_TASK PROMPT_:
In the data below, which lines hold the word "back"? Copy them.

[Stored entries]
-----
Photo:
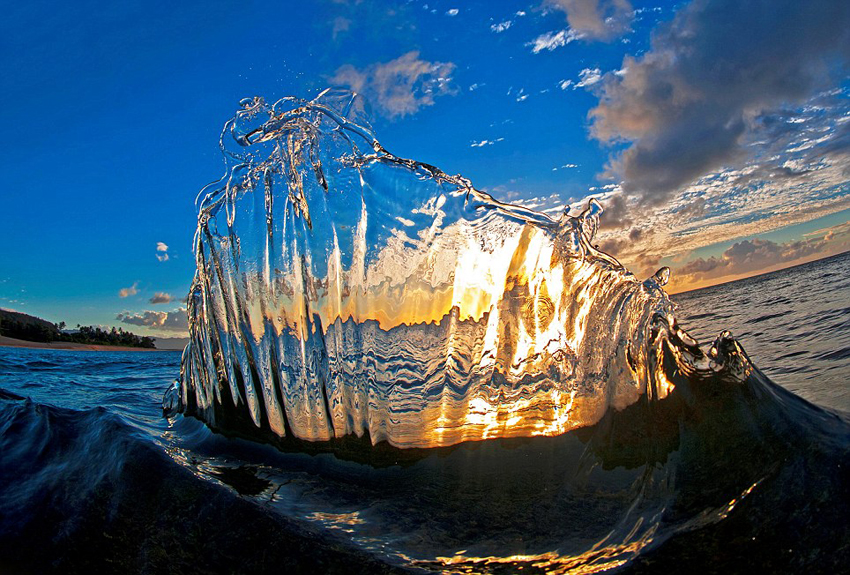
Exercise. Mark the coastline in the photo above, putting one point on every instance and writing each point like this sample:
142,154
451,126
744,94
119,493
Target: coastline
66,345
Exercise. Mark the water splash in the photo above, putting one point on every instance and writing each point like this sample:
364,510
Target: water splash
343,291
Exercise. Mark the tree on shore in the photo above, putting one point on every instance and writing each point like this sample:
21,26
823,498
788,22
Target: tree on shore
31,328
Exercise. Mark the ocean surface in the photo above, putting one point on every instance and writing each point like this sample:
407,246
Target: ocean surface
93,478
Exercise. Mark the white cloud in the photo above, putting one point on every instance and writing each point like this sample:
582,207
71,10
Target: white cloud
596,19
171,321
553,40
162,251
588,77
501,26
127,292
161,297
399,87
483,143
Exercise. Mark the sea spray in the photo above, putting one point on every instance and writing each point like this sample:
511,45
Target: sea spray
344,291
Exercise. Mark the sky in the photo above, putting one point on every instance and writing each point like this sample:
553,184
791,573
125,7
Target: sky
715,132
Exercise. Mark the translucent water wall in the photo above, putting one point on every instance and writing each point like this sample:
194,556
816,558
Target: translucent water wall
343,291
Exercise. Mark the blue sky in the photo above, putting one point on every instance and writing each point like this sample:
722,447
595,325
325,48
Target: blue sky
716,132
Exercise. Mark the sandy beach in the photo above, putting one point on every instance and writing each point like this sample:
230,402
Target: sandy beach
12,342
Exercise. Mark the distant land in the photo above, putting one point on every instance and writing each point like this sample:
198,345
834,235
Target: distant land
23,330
-----
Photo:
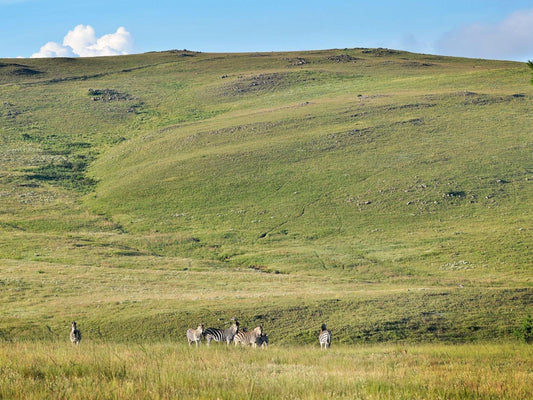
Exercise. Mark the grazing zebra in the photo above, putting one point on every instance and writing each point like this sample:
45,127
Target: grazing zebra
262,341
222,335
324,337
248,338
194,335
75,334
-----
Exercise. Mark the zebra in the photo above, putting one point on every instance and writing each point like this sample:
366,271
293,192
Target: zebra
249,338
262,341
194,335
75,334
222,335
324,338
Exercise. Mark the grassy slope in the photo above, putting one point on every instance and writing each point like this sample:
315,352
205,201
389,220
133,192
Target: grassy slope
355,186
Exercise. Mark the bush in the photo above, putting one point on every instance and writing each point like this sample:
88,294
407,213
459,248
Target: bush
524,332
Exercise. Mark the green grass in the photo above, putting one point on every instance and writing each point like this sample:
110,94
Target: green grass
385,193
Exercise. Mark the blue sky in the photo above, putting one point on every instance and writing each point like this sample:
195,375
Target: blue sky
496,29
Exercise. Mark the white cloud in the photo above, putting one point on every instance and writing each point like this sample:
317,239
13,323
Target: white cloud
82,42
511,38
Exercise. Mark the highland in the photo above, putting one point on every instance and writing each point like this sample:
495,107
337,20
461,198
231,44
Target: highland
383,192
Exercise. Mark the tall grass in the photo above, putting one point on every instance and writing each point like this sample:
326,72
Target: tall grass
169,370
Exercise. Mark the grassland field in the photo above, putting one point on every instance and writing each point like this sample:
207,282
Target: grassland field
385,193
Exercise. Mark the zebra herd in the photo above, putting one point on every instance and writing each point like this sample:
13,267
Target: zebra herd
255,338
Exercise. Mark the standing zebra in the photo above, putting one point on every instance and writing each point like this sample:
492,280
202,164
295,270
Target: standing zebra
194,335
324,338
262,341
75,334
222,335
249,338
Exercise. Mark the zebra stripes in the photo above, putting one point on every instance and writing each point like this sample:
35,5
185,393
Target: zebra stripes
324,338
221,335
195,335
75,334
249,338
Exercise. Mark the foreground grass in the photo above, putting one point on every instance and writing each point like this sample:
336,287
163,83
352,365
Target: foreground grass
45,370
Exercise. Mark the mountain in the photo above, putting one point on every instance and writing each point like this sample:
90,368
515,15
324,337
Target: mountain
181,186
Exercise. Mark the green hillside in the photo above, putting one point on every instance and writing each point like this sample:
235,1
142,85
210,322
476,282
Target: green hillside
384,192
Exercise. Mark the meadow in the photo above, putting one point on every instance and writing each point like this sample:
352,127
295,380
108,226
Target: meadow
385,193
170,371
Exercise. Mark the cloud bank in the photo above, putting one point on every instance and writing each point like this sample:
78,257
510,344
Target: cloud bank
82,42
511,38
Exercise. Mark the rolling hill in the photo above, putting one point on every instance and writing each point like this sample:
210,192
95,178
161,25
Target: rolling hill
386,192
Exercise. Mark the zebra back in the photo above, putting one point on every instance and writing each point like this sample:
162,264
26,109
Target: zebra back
-----
_ANSWER TO THIS PROBLEM_:
Exercise. Mark the zebra back in the photo above, putting one point on every instance and writing each point like this sample:
Target: zebra back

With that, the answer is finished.